──────── TEXT

The fact that you can only use the app twice a day, at a set time, is one of the biggest innovations of HQ Trivia. These are consistent time slots that are accurate to the minute (like TV programming), which is totally different than regularly scheduled live shows at slightly different time slots.

Regular time slots turn HQ Trivia into a daily habit

U2 went live 2–3 times a week on Meerkat for longer than than the number of weeks HQ Trivia has been out, but the showtimes were always different. The band(‘s social media people) even used our scheduling feature to share their upcoming streams on Twitter and inside the app, but it never amounted to more than a few thousand concurrent live audience (the band’s dedicated fan base is larger than that).

Push Notifications Done Right

Not only are people planning their lives around HQ’s regular time-slots, but they instantly drop whatever they’re doing when the game’s about to start.

Push notifications are the life of any live video app. Turn off push notifications or start messing around with the settings, and the chances of getting a user to tune in to a live video are slim. At the same time, every live streaming app runs into the exact same issue: push notification fatigue.

Between constant notifications when someone you follow goes live, schedules a stream, follows you, joins the app, and variety of other notifications, live streaming apps fill up smartphone lock-screens — until they’re ignored or completely ignored or turned off completely.

────────────────
──────── SUPPLIED RECORDS

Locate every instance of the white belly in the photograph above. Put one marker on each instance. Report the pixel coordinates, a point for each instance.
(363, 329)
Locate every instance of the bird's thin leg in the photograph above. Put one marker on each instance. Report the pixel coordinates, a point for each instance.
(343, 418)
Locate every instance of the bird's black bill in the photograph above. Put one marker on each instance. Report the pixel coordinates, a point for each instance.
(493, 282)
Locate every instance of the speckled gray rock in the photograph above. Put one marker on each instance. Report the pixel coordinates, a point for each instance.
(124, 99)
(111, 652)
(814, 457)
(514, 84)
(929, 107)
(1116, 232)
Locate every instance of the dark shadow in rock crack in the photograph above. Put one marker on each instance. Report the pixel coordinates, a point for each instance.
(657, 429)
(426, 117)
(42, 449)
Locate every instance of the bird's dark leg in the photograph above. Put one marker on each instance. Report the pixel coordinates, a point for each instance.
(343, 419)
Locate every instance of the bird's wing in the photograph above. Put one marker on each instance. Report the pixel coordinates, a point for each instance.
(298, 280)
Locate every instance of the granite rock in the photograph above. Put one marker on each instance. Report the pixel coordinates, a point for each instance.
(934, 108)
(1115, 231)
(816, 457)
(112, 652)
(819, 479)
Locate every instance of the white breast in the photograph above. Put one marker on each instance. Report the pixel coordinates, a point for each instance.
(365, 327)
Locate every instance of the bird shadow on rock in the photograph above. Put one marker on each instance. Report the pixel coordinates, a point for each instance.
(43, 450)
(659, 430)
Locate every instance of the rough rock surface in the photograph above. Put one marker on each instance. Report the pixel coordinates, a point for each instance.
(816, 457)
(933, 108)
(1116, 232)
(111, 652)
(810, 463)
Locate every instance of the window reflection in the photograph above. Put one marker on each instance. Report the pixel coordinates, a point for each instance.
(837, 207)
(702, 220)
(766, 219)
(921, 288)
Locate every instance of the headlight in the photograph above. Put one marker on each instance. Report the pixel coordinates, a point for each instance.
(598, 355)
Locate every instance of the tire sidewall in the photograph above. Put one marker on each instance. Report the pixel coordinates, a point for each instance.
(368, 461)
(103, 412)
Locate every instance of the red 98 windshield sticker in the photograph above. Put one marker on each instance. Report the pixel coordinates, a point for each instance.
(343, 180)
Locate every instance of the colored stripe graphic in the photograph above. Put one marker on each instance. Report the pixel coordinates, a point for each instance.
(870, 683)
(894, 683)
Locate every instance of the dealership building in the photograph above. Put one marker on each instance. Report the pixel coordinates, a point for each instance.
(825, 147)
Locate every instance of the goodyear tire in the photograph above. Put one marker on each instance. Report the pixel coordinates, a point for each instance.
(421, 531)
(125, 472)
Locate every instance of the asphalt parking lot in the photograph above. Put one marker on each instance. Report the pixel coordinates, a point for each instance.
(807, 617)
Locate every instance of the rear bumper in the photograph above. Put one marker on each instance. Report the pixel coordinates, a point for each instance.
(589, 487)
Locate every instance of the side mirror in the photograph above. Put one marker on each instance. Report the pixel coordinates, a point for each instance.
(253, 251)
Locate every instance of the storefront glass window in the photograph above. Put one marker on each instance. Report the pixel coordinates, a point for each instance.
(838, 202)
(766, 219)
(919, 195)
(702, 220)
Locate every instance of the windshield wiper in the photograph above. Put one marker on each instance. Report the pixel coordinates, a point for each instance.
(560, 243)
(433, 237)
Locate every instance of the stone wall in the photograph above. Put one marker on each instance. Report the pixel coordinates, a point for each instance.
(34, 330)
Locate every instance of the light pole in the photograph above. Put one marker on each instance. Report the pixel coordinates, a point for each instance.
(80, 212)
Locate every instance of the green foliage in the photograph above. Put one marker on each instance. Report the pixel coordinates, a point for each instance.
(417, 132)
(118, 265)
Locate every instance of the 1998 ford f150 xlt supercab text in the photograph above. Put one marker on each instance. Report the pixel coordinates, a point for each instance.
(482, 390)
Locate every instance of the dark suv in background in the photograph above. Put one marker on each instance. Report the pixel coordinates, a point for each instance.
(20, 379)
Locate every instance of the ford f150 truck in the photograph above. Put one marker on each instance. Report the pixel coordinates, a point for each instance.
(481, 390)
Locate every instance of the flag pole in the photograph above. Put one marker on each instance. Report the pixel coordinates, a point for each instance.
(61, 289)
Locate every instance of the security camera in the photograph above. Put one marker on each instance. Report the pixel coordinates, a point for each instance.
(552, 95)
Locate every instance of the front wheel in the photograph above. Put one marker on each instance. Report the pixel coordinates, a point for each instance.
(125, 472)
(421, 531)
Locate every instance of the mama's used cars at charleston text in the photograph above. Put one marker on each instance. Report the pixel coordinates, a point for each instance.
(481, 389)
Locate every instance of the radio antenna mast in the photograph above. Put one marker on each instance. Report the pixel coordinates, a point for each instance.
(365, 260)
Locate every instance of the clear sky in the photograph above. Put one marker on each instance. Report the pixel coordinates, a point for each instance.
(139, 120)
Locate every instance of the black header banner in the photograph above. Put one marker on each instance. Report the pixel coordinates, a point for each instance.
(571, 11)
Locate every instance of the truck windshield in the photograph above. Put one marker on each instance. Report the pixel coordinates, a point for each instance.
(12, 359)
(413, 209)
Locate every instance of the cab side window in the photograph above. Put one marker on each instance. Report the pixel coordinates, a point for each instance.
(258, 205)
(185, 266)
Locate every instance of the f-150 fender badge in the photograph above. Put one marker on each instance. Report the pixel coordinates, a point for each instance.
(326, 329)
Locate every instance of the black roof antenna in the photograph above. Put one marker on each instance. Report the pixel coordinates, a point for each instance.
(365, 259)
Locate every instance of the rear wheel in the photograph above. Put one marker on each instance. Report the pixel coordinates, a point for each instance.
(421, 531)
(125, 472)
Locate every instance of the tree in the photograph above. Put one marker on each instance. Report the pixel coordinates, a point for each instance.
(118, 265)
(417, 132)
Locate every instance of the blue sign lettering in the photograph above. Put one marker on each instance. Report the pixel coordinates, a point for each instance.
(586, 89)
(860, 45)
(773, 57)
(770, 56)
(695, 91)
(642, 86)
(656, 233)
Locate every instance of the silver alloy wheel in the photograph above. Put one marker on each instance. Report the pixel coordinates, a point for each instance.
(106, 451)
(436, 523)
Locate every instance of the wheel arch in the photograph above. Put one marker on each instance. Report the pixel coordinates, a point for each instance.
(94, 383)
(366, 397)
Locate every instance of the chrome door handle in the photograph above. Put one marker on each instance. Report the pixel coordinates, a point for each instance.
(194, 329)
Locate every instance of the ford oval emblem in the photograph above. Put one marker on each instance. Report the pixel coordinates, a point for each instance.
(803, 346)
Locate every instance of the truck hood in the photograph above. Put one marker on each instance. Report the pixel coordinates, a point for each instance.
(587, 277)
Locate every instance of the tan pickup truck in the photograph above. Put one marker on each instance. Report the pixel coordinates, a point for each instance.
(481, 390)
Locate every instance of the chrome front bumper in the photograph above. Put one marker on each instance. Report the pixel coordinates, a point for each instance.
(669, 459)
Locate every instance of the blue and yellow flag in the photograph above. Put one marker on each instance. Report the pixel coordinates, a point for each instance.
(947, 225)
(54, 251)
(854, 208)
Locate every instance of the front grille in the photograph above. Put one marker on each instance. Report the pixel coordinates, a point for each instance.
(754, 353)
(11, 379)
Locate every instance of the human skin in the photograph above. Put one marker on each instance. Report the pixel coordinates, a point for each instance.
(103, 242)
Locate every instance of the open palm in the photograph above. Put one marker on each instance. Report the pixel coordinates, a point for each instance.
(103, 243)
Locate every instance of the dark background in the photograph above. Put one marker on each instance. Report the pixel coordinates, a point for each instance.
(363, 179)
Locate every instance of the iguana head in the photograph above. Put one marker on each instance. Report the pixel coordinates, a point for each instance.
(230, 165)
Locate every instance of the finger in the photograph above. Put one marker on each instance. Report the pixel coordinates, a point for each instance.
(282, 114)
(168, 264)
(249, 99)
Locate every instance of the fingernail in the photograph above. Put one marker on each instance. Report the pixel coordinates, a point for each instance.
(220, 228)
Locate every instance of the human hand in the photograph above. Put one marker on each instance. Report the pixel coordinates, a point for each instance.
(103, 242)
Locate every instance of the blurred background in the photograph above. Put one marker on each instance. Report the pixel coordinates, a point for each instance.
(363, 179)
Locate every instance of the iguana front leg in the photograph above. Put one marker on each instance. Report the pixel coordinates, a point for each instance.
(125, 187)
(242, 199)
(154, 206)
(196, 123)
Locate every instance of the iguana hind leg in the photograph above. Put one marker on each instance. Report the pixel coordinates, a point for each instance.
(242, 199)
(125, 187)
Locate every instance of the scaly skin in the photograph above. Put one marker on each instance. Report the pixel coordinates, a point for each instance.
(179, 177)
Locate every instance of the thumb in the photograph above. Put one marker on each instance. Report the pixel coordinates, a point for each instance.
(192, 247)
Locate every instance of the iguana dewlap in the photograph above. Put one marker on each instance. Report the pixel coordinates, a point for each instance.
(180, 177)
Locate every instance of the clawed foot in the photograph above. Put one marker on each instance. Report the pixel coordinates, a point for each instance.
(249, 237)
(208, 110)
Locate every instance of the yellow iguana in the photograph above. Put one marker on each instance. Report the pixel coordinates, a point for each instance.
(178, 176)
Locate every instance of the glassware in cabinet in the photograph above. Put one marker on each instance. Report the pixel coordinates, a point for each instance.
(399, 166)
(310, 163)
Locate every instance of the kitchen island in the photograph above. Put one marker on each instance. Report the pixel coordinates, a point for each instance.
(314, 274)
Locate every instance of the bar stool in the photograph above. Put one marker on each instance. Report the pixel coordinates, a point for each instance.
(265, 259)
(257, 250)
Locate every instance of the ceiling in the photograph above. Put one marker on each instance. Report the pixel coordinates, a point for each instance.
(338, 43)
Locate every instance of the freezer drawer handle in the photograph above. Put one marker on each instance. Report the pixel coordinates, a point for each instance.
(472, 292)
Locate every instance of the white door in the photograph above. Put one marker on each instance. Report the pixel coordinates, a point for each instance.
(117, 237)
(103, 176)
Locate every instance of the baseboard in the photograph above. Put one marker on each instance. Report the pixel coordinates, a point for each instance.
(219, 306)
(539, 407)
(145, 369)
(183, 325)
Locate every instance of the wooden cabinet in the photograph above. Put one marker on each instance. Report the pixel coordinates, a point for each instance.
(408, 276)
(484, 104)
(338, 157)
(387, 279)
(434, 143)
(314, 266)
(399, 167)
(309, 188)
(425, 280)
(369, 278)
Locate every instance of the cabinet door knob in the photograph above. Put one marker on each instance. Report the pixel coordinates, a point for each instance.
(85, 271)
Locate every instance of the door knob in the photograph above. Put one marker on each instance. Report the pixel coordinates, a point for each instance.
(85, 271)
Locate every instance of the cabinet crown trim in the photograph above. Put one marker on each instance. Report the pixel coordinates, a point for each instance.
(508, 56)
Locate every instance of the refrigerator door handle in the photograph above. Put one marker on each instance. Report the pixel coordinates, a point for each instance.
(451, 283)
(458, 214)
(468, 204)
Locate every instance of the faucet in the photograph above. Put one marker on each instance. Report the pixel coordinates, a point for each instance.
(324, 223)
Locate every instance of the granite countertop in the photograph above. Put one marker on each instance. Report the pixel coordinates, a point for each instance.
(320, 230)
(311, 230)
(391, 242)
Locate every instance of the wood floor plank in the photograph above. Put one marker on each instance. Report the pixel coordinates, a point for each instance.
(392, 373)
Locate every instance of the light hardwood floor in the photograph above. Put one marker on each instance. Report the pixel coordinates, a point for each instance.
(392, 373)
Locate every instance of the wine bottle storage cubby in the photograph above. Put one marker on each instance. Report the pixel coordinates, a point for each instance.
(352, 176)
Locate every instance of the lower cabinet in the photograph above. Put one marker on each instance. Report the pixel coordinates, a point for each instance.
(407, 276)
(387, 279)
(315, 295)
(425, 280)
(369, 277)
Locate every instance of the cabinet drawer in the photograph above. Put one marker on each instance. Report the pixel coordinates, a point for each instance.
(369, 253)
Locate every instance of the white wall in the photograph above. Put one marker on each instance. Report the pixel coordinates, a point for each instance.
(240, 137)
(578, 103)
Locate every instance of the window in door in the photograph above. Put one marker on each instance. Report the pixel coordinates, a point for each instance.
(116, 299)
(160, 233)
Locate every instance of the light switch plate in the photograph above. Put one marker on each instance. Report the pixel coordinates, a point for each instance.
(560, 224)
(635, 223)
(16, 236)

────────────────

### [DIRECTION 1]
Transcribe the HQ Trivia passage between "U2 went live" and "about to start.", inclusive.
### [DIRECTION 2]
What issue does the HQ Trivia passage say every live streaming app runs into?
### [DIRECTION 3]
Continue the HQ Trivia passage, picking up after its final sentence.

### [EXERCISE OUTPUT 1]
U2 went live 2–3 times a week on Meerkat for longer than than the number of weeks HQ Trivia has been out, but the showtimes were always different. The band(‘s social media people) even used our scheduling feature to share their upcoming streams on Twitter and inside the app, but it never amounted to more than a few thousand concurrent live audience (the band’s dedicated fan base is larger than that).

Push Notifications Done Right

Not only are people planning their lives around HQ’s regular time-slots, but they instantly drop whatever they’re doing when the game’s about to start.

### [EXERCISE OUTPUT 2]
Push notification fatigue.

### [EXERCISE OUTPUT 3]
HQ sends two push notifications per day, and the demand is there for more games and more daily interactions with the app.

The Countdown

HQ had the foresight to add a buffer between the time the push notification goes out and when the actual game starts. That is essential for the knockout trivia format to work properly. The downside of that, is that you end up making your most attentive users wait for a few minutes as the live audience builds up.

Faced with this reality, HQ could have started running ads or sponsored messages prior (which I actually think the community would have accepted, as there are questions where all that prize money is comes from). Instead, the team saw it as an opportunity to delight. ✨

People don’t feel like they’re waiting, it feels like part of the content. People are dancing, singing, and freestyling to the HQ Trivia countdown.

The intro messages before the countdown starts creates a consistent experience that reinforces the community values.

It’s the perfect Hook Model for building habit forming products.

️️Experimenting ⚗️

A lot of opportunities to mix things up… HQ can experiment with new games formats, new time lots, surprise times lots, and geo-specific games that are unique to each country (like the U.K. most recently).

Holding back to back games (which are never previously announced) is also something HQ has started doing at times.

The app can also start sending increasingly customized push notifications, like they’ve done with the U.K. game, and that they can break down into even smaller geo-locations or time-zones.

The ability to customize who the notification goes out to and how it’s presented can make a big difference — and I’ve seen first hand at Product Hunt (having spent over a year sending custom push notifications 7–9 times a day to hundreds of thousands of browsers). Every little thing, from the copy, to the use of emojis, description, title, media image — it all impacts the notification’s performance. I’d be surprised if HQ isn’t A/B testing their notifications already (and likely from the start).

There’s a lot more HQ can do within the Trivia genre as well.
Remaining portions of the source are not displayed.